■ CHALLENGE: Render the data, from its first line through the line containing "x=462 y=172" inclusive, as a Markdown table with the columns Row and Line. Give each line its row number and omit blank lines.
▬▬▬
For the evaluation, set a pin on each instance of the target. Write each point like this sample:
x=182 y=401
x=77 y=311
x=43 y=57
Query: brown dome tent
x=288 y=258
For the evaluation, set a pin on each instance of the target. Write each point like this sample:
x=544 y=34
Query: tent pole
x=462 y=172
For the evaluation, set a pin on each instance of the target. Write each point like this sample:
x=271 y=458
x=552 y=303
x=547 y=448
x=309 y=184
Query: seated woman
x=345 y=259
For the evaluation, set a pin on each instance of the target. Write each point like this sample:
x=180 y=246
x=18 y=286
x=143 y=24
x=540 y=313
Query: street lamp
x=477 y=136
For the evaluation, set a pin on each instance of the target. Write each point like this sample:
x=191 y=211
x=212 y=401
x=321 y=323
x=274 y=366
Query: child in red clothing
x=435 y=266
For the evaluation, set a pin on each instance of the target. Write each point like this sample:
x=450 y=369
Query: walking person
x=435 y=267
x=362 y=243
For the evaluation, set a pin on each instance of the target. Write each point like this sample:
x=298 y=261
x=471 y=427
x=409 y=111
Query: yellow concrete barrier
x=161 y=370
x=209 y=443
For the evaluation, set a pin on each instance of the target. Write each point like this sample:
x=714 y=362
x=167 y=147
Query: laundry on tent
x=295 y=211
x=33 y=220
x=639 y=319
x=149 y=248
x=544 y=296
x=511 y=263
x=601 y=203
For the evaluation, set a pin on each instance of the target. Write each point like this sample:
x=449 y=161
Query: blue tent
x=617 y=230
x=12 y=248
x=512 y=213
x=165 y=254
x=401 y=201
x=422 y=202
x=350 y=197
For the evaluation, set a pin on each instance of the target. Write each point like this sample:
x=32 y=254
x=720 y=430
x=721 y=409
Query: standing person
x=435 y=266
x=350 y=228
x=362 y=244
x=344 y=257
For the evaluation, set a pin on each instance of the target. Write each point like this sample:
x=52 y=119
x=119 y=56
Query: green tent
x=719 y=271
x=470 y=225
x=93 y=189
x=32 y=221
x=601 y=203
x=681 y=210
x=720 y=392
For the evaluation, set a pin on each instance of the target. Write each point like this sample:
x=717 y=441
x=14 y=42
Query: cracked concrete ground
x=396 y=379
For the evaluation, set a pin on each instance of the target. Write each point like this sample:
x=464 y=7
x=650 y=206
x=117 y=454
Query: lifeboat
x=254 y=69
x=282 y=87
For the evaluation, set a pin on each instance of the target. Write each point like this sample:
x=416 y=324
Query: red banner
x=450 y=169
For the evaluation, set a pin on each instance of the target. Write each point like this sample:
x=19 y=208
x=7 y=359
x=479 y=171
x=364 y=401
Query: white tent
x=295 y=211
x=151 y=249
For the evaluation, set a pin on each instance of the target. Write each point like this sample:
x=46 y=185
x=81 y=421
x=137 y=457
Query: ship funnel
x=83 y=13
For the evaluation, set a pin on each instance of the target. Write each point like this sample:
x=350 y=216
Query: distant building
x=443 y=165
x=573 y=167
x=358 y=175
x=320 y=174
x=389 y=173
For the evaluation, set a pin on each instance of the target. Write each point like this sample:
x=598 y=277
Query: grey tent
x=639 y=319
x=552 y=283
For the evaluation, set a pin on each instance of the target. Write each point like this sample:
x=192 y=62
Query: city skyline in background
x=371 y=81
▬▬▬
■ EXERCISE RESPONSE:
| Row | Line |
|---|---|
| 1 | For the evaluation, set a pin on each instance of the target. Write each point like this sample: |
| 2 | x=182 y=401 |
| 3 | x=77 y=311 |
| 4 | x=43 y=57 |
| 5 | Query: brown dome tent |
| 6 | x=288 y=258 |
| 7 | For the evaluation, set a pin on each instance of the target. Write each point like this sample: |
| 8 | x=544 y=34 |
| 9 | Query: tent pole |
| 10 | x=462 y=172 |